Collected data

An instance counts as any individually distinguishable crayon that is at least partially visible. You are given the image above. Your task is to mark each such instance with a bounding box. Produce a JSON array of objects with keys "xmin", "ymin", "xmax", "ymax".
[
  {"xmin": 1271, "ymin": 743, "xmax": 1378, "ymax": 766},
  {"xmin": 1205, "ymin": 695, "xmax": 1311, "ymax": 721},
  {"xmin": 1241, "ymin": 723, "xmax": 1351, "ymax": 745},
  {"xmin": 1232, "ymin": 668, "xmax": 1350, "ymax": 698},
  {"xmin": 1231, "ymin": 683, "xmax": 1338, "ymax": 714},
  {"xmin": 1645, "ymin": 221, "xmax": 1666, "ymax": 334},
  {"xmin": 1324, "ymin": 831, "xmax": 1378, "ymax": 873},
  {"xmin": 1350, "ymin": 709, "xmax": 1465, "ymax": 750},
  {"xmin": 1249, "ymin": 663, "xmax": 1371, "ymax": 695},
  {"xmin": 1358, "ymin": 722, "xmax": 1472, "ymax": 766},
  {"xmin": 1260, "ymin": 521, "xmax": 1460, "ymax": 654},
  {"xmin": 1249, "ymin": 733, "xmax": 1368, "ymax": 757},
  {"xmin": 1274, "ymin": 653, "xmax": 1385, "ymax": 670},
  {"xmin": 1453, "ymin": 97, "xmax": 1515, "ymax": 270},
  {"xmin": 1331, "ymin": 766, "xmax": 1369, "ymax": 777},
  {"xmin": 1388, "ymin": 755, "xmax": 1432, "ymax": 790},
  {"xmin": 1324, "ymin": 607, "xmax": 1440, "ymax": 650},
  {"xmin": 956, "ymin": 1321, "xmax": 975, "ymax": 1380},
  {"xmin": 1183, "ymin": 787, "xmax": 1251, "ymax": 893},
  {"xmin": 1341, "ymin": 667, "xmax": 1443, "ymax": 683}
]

### ABOUT THIS TASK
Each line of the data above should appear again in your answer, exactly as given.

### WRITTEN ANSWER
An instance counts as any individually distinguishable crayon that is at least partially visible. You are given the image above. Your task is to mark each such instance with a bounding box. Produce a JSON array of objects with keys "xmin", "ymin", "xmax", "ymax".
[
  {"xmin": 1271, "ymin": 743, "xmax": 1378, "ymax": 766},
  {"xmin": 1205, "ymin": 695, "xmax": 1311, "ymax": 721},
  {"xmin": 1241, "ymin": 723, "xmax": 1351, "ymax": 745},
  {"xmin": 1232, "ymin": 668, "xmax": 1350, "ymax": 698},
  {"xmin": 1231, "ymin": 683, "xmax": 1338, "ymax": 714},
  {"xmin": 1645, "ymin": 221, "xmax": 1666, "ymax": 334},
  {"xmin": 1324, "ymin": 831, "xmax": 1378, "ymax": 873},
  {"xmin": 1350, "ymin": 709, "xmax": 1465, "ymax": 750},
  {"xmin": 1249, "ymin": 663, "xmax": 1371, "ymax": 695},
  {"xmin": 1358, "ymin": 722, "xmax": 1472, "ymax": 766},
  {"xmin": 1260, "ymin": 521, "xmax": 1460, "ymax": 654},
  {"xmin": 1249, "ymin": 733, "xmax": 1368, "ymax": 757},
  {"xmin": 1274, "ymin": 653, "xmax": 1385, "ymax": 670},
  {"xmin": 1453, "ymin": 97, "xmax": 1515, "ymax": 270},
  {"xmin": 1331, "ymin": 766, "xmax": 1369, "ymax": 777},
  {"xmin": 1388, "ymin": 755, "xmax": 1432, "ymax": 790},
  {"xmin": 1324, "ymin": 607, "xmax": 1440, "ymax": 650},
  {"xmin": 956, "ymin": 1321, "xmax": 975, "ymax": 1380},
  {"xmin": 1183, "ymin": 787, "xmax": 1251, "ymax": 893},
  {"xmin": 1341, "ymin": 667, "xmax": 1443, "ymax": 683}
]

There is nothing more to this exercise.